### Exercise aim
Turn every line of the entries below into a Markdown table with two columns, Row (a running number) and Text (the line), and skip blank lines. Leave the pictures out of the table.
○ ○ ○ ○
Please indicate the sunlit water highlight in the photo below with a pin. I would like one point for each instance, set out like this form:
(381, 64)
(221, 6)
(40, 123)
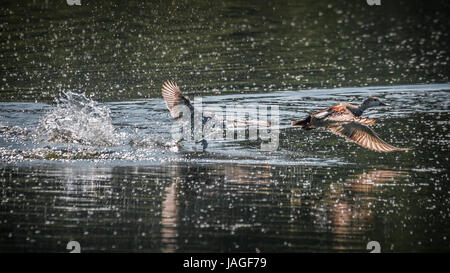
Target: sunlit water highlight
(84, 170)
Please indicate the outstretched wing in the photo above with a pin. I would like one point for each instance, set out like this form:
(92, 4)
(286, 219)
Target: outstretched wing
(172, 96)
(362, 135)
(340, 113)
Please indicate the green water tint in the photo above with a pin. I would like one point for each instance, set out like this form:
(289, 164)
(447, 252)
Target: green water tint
(316, 192)
(119, 51)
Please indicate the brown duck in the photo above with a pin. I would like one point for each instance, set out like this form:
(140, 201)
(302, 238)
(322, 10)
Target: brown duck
(344, 120)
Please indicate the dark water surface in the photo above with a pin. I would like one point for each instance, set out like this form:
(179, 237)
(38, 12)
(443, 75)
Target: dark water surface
(102, 169)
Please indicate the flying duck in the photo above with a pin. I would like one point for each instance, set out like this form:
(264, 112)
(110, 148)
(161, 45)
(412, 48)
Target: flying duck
(344, 120)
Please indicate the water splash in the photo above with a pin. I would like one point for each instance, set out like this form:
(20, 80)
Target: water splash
(78, 119)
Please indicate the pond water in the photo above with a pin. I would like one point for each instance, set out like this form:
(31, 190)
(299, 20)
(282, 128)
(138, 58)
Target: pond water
(86, 144)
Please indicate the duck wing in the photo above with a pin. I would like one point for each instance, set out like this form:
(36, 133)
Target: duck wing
(340, 113)
(173, 98)
(362, 135)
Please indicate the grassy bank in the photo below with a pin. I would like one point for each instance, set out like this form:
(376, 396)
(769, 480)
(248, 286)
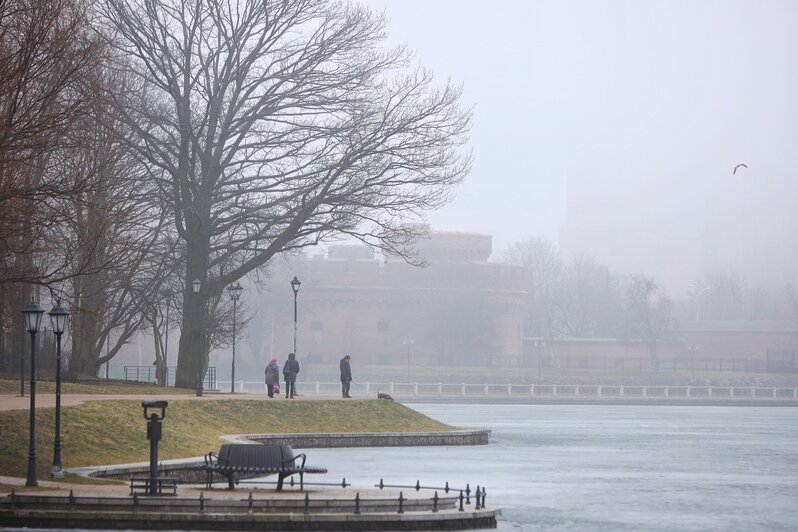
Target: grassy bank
(114, 432)
(98, 386)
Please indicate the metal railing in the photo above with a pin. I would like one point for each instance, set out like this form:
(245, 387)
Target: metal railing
(149, 374)
(202, 504)
(518, 391)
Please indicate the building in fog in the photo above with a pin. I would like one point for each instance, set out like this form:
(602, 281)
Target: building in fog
(459, 310)
(727, 346)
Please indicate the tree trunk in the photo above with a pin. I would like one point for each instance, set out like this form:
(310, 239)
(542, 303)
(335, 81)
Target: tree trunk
(193, 349)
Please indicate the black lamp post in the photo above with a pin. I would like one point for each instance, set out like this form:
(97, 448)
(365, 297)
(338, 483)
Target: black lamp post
(295, 287)
(540, 344)
(33, 320)
(58, 317)
(196, 284)
(235, 293)
(154, 412)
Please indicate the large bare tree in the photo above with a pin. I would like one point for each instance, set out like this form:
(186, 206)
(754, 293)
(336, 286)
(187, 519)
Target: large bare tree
(279, 124)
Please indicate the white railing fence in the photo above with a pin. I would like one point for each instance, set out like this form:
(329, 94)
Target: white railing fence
(518, 391)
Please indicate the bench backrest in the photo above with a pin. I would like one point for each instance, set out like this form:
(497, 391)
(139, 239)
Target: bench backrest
(255, 456)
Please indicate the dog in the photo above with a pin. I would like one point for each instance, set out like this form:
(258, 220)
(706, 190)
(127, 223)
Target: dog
(382, 395)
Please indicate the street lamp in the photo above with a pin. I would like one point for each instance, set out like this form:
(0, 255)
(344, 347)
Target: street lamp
(58, 317)
(33, 319)
(295, 287)
(692, 349)
(540, 344)
(235, 293)
(196, 284)
(408, 344)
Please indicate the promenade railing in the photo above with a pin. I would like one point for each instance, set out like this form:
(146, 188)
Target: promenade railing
(519, 391)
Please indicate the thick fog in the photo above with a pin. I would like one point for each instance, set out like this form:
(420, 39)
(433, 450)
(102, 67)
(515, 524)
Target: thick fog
(613, 128)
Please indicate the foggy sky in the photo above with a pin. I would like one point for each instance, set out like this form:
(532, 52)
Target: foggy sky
(613, 127)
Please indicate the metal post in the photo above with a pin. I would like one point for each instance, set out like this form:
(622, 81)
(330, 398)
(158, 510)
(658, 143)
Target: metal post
(57, 472)
(233, 364)
(295, 293)
(22, 373)
(31, 481)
○ ○ ○ ○
### Answer for the task
| Row | Text |
|---|---|
| 1 | Please indicate the sunlit water highlight in the photo below with a pin. I would like one point for each instance, set out like this form: |
| 2 | (381, 64) |
| 3 | (221, 6) |
| 4 | (40, 123) |
| 5 | Target: sunlit water highlight |
| 6 | (84, 170) |
| 7 | Please indicate the outstretched wing in the photo above with a pin. I would like one point for each instance, set out like this form: |
| 8 | (92, 4) |
| 9 | (286, 219) |
| 10 | Target: outstretched wing |
| 11 | (172, 96) |
| 12 | (362, 135) |
| 13 | (340, 113) |
| 14 | Please indicate the green water tint in the photo above with a pin. I would like one point for each instance, set out like this form: |
| 15 | (289, 164) |
| 16 | (447, 252) |
| 17 | Target: green water tint |
| 18 | (316, 192) |
| 19 | (119, 51) |
| 20 | Please indicate the brown duck in the photo above with a pin. I would like one point for each instance, set out like this form: |
| 21 | (140, 201) |
| 22 | (302, 238) |
| 23 | (322, 10) |
| 24 | Target: brown duck |
| 25 | (344, 120) |
| 26 | Please indicate the dark water surface in the photo above with a pin. I would like one point for each instance, set out like this form: |
| 27 | (179, 237) |
| 28 | (38, 12) |
| 29 | (443, 75) |
| 30 | Target: dark water surface |
| 31 | (102, 169) |
| 32 | Please indicate the flying duck in the photo above with a pin. I would like one point for each instance, set out like this form: |
| 33 | (264, 112) |
| 34 | (110, 148) |
| 35 | (161, 45) |
| 36 | (412, 48) |
| 37 | Target: flying duck |
| 38 | (344, 120) |
| 39 | Please indicate the water splash in the photo above with a pin. I would like one point for each instance, set out like this form: |
| 40 | (20, 80) |
| 41 | Target: water splash |
| 42 | (78, 119) |
| 43 | Please indicate the pond water in the photo above with a pin. I would like one point for each instance, set out like this form: |
| 44 | (31, 190) |
| 45 | (299, 20) |
| 46 | (282, 128) |
| 47 | (138, 58) |
| 48 | Target: pond water |
| 49 | (86, 144) |
| 50 | Please indicate the duck wing in the photo above with a pin. I would like one point for each instance, set out like this form: |
| 51 | (36, 133) |
| 52 | Target: duck wing |
| 53 | (340, 113) |
| 54 | (173, 98) |
| 55 | (362, 135) |
| 56 | Please indicate the grassy bank in the photo below with a pin. I would like one point for each instance, set out like this form: |
| 57 | (376, 396) |
| 58 | (769, 480) |
| 59 | (248, 286) |
| 60 | Target: grassy bank |
| 61 | (114, 432) |
| 62 | (98, 386) |
| 63 | Please indicate the metal railing in the photo above with a pin. I would like one point for each instance, set out like this form: |
| 64 | (245, 387) |
| 65 | Target: metal railing |
| 66 | (149, 374) |
| 67 | (202, 504) |
| 68 | (518, 391) |
| 69 | Please indicate the building in fog in the photo above with a pin. I would like one point for each instance, set out like this form: |
| 70 | (602, 281) |
| 71 | Target: building in fog |
| 72 | (459, 310) |
| 73 | (727, 346) |
| 74 | Please indicate the tree trunk in the photo above with a pin. I would like one point for each instance, set out like this form: |
| 75 | (310, 239) |
| 76 | (542, 303) |
| 77 | (335, 81) |
| 78 | Target: tree trunk |
| 79 | (193, 349) |
| 80 | Please indicate the black lamp post in the photo above with a pin. I would like one point for each instance, set out like this form: |
| 81 | (97, 448) |
| 82 | (365, 297) |
| 83 | (338, 483) |
| 84 | Target: black lamp post |
| 85 | (295, 287) |
| 86 | (540, 344) |
| 87 | (33, 320) |
| 88 | (58, 317) |
| 89 | (196, 284) |
| 90 | (235, 293) |
| 91 | (154, 412) |
| 92 | Please indicate the large bare tree in the photo above with a pin. I would like one point for each instance, set out like this form: |
| 93 | (186, 206) |
| 94 | (754, 293) |
| 95 | (336, 286) |
| 96 | (187, 519) |
| 97 | Target: large bare tree |
| 98 | (279, 124) |
| 99 | Please indicate the white railing fence in the photo above with a pin. I would like one point for each instance, set out like this form: |
| 100 | (329, 94) |
| 101 | Target: white railing fence |
| 102 | (518, 391) |
| 103 | Please indicate the bench backrest in the photo above with a pin. I would like one point for each instance, set out like this form: |
| 104 | (497, 391) |
| 105 | (139, 239) |
| 106 | Target: bench backrest |
| 107 | (255, 456) |
| 108 | Please indicate the dog in the photo above with a pin. I would like one point for each instance, set out like this form: |
| 109 | (258, 220) |
| 110 | (706, 190) |
| 111 | (127, 223) |
| 112 | Target: dog |
| 113 | (382, 395) |
| 114 | Please indicate the street lamp in the photo above with a pin. I would like one point for each instance, set out like this form: |
| 115 | (0, 255) |
| 116 | (344, 347) |
| 117 | Target: street lamp |
| 118 | (58, 317) |
| 119 | (33, 319) |
| 120 | (295, 287) |
| 121 | (692, 349) |
| 122 | (540, 344) |
| 123 | (235, 293) |
| 124 | (196, 284) |
| 125 | (408, 344) |
| 126 | Please indicate the promenade railing in the photo above with a pin. I would like one point for each instance, set out like this form: |
| 127 | (146, 188) |
| 128 | Target: promenade railing |
| 129 | (519, 391) |
| 130 | Please indicate the thick fog in the photo above with a pin. I would like one point for each instance, set out like this form: |
| 131 | (420, 39) |
| 132 | (433, 450) |
| 133 | (102, 67) |
| 134 | (515, 524) |
| 135 | Target: thick fog |
| 136 | (613, 128) |
| 137 | Please indicate the foggy sky in the photo above with a pin. I would like one point for each instance, set out like this form: |
| 138 | (532, 52) |
| 139 | Target: foggy sky |
| 140 | (613, 127) |
| 141 | Please indicate the metal post in the photo above with a pin. I would like one point for each instance, set out like this form: |
| 142 | (622, 81) |
| 143 | (330, 398) |
| 144 | (158, 510) |
| 145 | (658, 143) |
| 146 | Target: metal post |
| 147 | (57, 472) |
| 148 | (233, 364) |
| 149 | (295, 293) |
| 150 | (22, 373) |
| 151 | (31, 481) |